Start of Document passage

# Golf R Estate



## ssben83 (Oct 31, 2015)

:newbie: Decided to try some of the Zaino products on my new car.

Christmas Eve:

Zaino Z-AIO
Zaino Z-5
Zaino Z-6
Zaino Z-8

Managed to finish off yesterday with

Zaino Z-2
Zaino Z-6
Zaino Z-2
Zaino Z-6
Zaino Z-8

Pretty pleased with the finish. The paintwork looked very slick


----------



## Kimo (Jun 7, 2013)

Looks smart that


----------



## chris.t (Jan 18, 2014)

Nice car, i didn't know they made an estate version of these


----------



## Nanoman (Jan 17, 2009)

Aye, very nice.


----------



## VAG-hag (May 14, 2012)

nice!


----------



## chewy_ (Mar 5, 2014)

Great result! Who is that starring from the window in the 4th pic?

cheers


----------



## ssben83 (Oct 31, 2015)

chris.t said:


> Nice car, i didn't know they made an estate version of these


The only annoyance is they did not carry over the LED rear lights from the hatch....nobody knows why.

I also find the quad exhausts a bit too much. May look a getting a new cat back system with black exhaust tips.


----------



## ssben83 (Oct 31, 2015)

chewy_ said:


> Great result! Who is that starring from the window in the 4th pic?
> 
> cheers


My "future" father in law. They all think I'm insane spending so much time cleaning a car!


----------



## Ashley1995 (Oct 25, 2015)

Didn't know they did an estate! Stunning Colour too, nice work


----------



## Demetrios72 (Jun 27, 2011)

Very nice :thumb:


----------



## TonyHill (Jul 28, 2015)

Is it necessary to apply as many layers to achieve the same result..?
Nice car and very rare, a bit like the Passat R36 for rarity....infact, has anyone actually got an R36, I've only ever seen one on the road?!?


----------



## davies20 (Feb 22, 2009)

That is stunning!


----------



## ssben83 (Oct 31, 2015)

TonyHill said:


> Is it necessary to apply as many layers to achieve the same result..?


I'm completely new to detailing but spent a lot of time on here.

End of Document passage

:: What to work on ::
a - Reproduce the stretch of the Golf R Estate thread from "The only annoyance" through "black exhaust tips.".
b - Decide whether each statement agrees with the Golf R Estate thread, answering yes or no and quoting the deciding words: (i) The estate version has the same LED rear lights as the hatch. (ii) The original poster describes himself as experienced at detailing. (iii) The person at the window in the 4th pic is the original poster's future father-in-law.
c - In the Golf R Estate thread, what does the original poster consider getting because the quad exhausts seem a bit too much?

Start of Information supplied

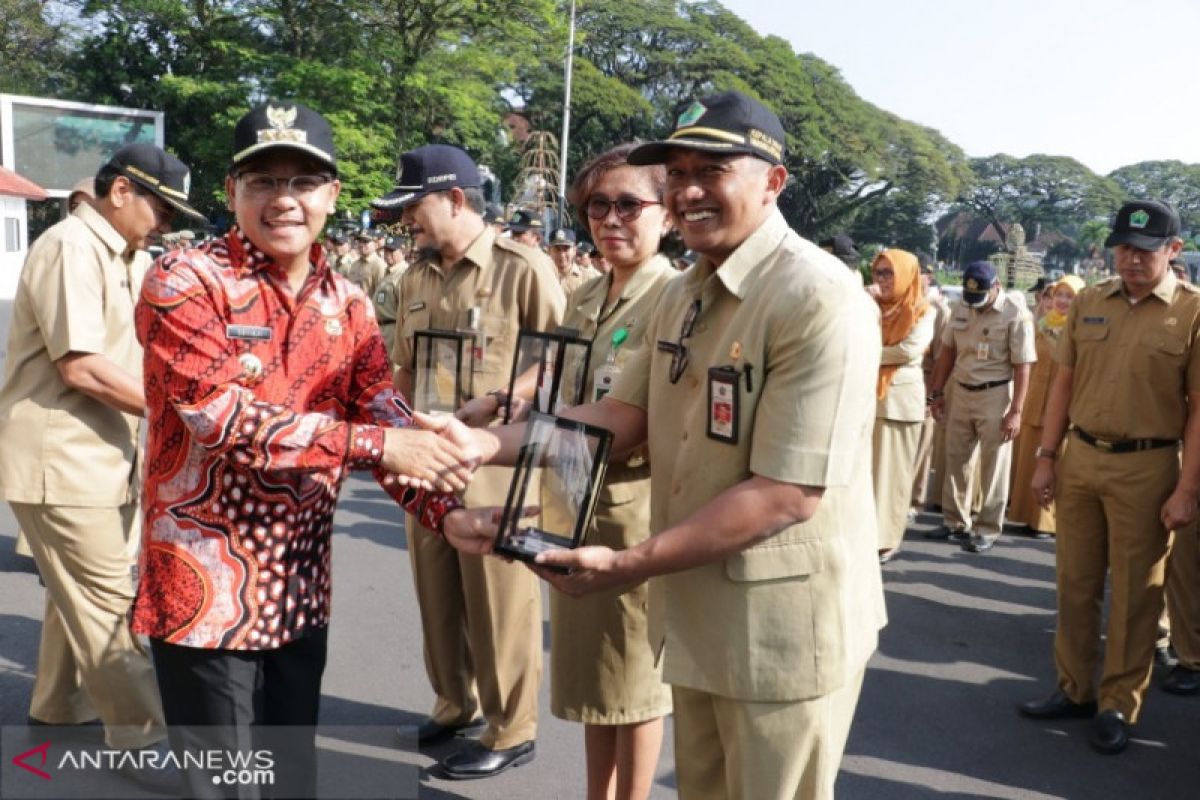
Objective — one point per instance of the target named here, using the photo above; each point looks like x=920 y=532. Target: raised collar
x=743 y=262
x=247 y=258
x=102 y=228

End of Information supplied

:: Expected answers ::
a -
The only annoyance is they did not carry over the LED rear lights from the hatch....nobody knows why.

I also find the quad exhausts a bit too much. May look a getting a new cat back system with black exhaust tips.

b -
(i) No: "they did not carry over the LED rear lights from the hatch"
(ii) No: "I'm completely new to detailing"
(iii) Yes: "My "future" father in law."

c - A new cat back system with black exhaust tips.